» WRITTEN REQUEST
Show each line of the listing below that contains the string "range". Case counts.

** BEGIN SUPPLIED RECORDS **

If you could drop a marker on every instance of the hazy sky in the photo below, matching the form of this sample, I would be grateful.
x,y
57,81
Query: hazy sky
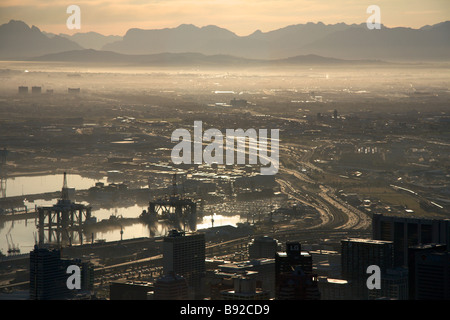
x,y
240,16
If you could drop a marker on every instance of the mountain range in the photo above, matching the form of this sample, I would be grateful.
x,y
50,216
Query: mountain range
x,y
339,41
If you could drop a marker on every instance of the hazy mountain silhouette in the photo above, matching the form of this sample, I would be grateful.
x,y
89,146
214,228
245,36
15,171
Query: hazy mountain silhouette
x,y
88,40
338,40
185,59
19,41
343,41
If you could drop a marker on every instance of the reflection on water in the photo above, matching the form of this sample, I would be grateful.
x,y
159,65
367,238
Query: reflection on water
x,y
23,232
17,186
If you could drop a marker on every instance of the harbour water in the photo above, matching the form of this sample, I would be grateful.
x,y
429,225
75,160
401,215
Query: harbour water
x,y
22,234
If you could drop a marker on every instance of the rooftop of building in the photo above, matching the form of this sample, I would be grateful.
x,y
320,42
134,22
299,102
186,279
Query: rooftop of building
x,y
371,241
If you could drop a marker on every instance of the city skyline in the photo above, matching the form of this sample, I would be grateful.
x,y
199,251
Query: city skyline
x,y
241,17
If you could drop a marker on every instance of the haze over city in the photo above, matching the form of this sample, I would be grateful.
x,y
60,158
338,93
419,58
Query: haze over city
x,y
135,152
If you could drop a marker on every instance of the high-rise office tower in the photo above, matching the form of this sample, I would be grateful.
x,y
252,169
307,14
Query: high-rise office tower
x,y
421,250
294,277
171,287
406,232
393,285
357,255
432,275
245,289
48,275
262,247
184,254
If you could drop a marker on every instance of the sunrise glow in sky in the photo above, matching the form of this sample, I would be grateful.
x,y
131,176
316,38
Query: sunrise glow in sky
x,y
243,17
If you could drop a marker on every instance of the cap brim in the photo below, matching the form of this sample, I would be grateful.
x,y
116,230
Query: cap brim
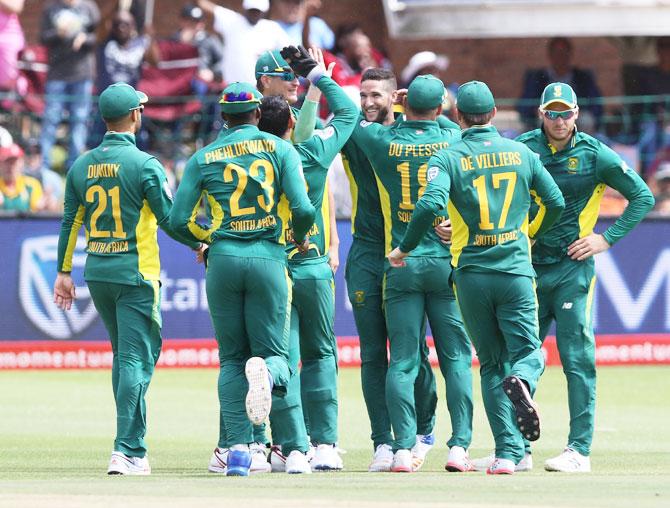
x,y
558,101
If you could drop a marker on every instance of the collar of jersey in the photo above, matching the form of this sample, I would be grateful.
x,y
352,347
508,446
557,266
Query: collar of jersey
x,y
479,130
573,141
116,137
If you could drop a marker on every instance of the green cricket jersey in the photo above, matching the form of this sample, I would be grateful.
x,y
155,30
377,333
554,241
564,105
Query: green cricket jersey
x,y
488,181
120,194
244,172
366,212
399,156
317,154
582,170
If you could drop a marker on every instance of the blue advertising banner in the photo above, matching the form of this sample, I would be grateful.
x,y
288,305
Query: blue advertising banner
x,y
632,291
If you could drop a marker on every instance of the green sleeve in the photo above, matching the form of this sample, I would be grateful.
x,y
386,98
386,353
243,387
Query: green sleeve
x,y
158,195
304,125
326,143
614,172
434,200
293,186
185,201
547,196
73,218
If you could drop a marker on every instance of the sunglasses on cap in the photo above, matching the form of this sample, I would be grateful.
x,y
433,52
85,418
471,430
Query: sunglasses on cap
x,y
555,115
283,73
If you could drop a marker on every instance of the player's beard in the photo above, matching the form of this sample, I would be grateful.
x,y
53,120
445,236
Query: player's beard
x,y
380,117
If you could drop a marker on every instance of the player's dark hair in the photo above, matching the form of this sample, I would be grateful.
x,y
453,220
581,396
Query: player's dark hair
x,y
379,74
239,119
275,114
475,119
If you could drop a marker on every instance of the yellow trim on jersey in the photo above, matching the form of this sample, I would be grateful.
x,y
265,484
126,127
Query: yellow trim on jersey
x,y
589,215
72,238
284,213
460,233
385,201
539,218
146,233
325,215
353,189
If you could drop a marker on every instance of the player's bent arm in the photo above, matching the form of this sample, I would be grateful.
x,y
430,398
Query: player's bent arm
x,y
73,218
614,172
548,197
434,200
328,142
186,199
293,185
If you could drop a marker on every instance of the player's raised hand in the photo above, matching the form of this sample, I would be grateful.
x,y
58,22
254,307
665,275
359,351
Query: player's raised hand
x,y
64,291
299,59
397,258
443,230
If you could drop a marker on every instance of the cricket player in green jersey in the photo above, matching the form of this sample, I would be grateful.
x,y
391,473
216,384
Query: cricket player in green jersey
x,y
488,181
246,171
399,157
364,275
120,194
313,306
563,258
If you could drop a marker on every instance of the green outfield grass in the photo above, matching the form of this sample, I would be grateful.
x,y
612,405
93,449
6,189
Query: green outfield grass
x,y
56,431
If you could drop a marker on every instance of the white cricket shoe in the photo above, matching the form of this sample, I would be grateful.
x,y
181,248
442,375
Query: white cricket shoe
x,y
570,461
382,459
327,458
297,463
424,443
501,466
218,461
525,464
402,462
259,396
120,463
458,460
259,461
277,460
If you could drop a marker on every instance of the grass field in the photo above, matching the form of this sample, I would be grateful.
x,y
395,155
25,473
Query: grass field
x,y
56,431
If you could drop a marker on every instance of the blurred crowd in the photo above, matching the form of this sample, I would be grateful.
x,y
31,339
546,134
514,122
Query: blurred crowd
x,y
53,84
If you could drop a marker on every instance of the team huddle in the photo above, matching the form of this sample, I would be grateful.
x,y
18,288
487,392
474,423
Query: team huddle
x,y
486,239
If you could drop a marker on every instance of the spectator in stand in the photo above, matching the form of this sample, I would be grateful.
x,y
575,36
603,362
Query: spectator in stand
x,y
210,48
53,184
291,16
582,81
68,30
246,36
18,192
354,54
120,58
422,63
662,189
11,42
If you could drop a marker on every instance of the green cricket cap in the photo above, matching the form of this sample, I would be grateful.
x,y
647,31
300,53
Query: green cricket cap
x,y
474,98
425,92
240,97
119,99
271,63
558,92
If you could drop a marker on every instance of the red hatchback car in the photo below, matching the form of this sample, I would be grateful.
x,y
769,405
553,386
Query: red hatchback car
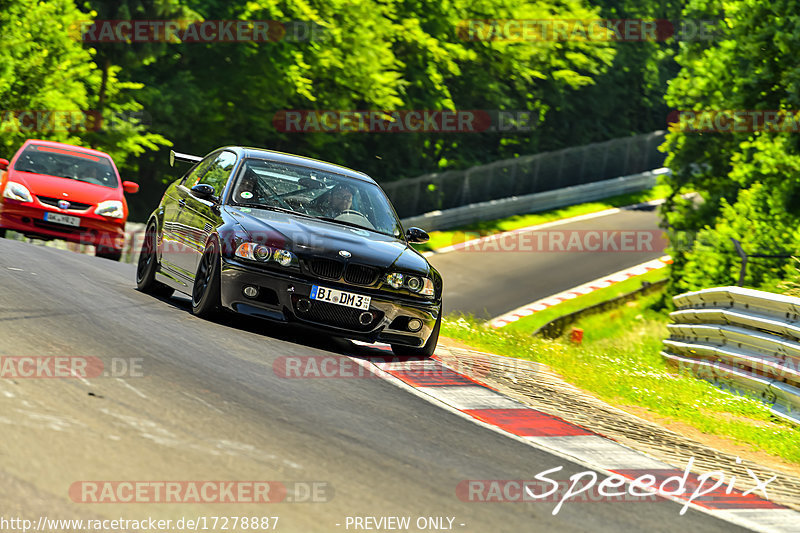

** END SUPPLIED RECORDS **

» THE COMPLETED TASK
If you could drop a marker on every instance of the mountain range in the photo above, matching the form of this sample, I would be grateful.
Query: mountain range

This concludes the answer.